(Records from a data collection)

*** Block opens ***

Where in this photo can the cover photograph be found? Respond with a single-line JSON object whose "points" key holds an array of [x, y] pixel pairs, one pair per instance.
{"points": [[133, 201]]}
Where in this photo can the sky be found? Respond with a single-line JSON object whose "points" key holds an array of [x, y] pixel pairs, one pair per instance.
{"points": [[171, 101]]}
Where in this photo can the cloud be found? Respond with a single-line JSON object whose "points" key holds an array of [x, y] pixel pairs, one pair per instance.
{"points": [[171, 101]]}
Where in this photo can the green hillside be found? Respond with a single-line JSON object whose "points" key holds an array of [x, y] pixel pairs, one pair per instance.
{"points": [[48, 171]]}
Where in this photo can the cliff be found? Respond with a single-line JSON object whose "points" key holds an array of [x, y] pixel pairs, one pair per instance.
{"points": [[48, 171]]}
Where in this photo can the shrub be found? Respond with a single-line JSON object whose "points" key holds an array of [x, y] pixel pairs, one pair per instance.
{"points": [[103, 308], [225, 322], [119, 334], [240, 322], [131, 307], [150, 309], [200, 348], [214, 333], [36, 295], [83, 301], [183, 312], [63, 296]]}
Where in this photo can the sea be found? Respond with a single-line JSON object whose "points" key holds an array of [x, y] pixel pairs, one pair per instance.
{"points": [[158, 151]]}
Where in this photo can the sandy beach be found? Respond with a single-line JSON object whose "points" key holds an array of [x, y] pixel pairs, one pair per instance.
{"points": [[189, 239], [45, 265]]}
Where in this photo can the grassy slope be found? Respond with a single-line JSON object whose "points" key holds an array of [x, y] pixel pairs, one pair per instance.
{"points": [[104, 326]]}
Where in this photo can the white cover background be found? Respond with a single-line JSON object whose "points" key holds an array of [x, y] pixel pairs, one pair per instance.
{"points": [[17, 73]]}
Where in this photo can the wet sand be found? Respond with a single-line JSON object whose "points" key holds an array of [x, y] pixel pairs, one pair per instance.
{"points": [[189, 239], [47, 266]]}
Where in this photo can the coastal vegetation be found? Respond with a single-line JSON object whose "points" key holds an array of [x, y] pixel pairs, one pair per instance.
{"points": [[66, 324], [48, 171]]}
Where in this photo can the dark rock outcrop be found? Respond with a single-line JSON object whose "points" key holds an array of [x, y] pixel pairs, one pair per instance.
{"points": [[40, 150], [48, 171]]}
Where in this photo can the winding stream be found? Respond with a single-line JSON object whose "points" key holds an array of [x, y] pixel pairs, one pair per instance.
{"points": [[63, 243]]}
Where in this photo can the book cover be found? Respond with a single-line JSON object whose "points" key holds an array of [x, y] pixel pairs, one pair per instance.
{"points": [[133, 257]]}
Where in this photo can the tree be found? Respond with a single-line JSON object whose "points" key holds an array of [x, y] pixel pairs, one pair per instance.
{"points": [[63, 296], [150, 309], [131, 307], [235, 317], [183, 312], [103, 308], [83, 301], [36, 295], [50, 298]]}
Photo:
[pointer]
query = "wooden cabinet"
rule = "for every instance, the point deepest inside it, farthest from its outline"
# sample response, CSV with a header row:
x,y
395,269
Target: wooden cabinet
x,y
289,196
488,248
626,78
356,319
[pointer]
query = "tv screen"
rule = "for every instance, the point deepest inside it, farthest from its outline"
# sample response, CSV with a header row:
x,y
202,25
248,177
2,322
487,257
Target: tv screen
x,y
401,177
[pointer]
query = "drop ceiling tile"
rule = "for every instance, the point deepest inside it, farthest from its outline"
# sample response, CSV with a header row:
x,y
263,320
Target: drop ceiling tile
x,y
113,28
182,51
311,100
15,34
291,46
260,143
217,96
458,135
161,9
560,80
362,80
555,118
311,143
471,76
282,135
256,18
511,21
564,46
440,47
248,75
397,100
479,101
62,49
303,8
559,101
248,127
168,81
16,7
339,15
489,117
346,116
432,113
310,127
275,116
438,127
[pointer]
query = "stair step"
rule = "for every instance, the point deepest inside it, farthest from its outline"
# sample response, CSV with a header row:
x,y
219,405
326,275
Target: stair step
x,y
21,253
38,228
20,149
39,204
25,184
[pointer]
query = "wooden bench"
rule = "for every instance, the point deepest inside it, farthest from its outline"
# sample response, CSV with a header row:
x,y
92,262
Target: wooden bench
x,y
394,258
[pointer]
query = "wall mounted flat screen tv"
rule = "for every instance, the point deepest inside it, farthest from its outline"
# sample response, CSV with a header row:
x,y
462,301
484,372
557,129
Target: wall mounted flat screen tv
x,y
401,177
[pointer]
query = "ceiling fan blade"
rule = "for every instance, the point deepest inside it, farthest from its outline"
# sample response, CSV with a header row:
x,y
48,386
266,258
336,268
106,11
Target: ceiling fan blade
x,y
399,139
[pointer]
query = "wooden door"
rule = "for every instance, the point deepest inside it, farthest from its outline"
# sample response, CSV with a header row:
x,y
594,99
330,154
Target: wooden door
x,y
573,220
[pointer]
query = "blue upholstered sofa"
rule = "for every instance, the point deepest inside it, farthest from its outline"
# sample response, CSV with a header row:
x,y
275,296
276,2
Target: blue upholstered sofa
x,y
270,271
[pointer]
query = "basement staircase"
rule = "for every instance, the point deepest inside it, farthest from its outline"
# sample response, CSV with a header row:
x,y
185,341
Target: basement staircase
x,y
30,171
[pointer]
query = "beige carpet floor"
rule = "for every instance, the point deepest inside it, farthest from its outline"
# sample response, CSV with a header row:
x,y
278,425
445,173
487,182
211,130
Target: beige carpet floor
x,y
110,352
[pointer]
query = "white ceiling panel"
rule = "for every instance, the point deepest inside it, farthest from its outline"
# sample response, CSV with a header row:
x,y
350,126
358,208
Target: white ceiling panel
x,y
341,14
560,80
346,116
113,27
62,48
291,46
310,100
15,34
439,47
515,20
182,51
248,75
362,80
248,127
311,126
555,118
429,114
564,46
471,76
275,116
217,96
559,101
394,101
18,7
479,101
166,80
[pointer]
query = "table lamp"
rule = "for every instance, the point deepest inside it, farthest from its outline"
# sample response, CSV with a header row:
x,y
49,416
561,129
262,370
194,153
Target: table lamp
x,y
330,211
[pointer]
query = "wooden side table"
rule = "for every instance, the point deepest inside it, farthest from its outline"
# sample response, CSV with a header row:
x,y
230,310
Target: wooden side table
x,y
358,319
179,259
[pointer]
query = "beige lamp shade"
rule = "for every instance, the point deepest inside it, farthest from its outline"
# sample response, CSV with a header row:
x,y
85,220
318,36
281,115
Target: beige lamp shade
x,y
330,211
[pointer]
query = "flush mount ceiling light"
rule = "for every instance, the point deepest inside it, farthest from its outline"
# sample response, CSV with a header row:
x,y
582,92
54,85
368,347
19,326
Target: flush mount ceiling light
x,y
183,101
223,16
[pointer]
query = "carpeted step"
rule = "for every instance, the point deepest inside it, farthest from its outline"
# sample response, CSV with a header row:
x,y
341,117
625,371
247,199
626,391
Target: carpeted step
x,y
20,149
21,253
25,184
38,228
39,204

*** Block closes ***

TASK BRIEF: Set down exactly what runs from the line containing "Target: table lamp" through the last line above, both lines included.

TASK ANSWER:
Target: table lamp
x,y
330,211
[pointer]
query = "wooden side table"
rule = "for every instance, the point deepest inside it, farthest from its outline"
# sample response, CSV with a header row:
x,y
230,310
Target: wooden side table
x,y
358,319
179,259
[pointer]
query = "beige lamp shade"
rule = "for every instance, the point deepest inside it, farthest from its outline"
# sample response, CSV with a header row:
x,y
85,220
318,36
281,115
Target: beige lamp shade
x,y
330,211
[pointer]
query = "flush mount ceiling light"
rule = "for every instance, the point deepest inside it, farthest from its outline"
# sample response, CSV with a header row:
x,y
582,92
54,85
368,347
19,326
Target: flush mount ceiling light
x,y
183,101
223,16
[pointer]
query = "carpeted step"
rule = "for every instance, the point deepest inside it, farthest from its outline"
# sample response, CSV with a header row:
x,y
341,117
625,371
247,199
626,391
Target: carpeted step
x,y
20,149
21,253
25,184
38,228
39,204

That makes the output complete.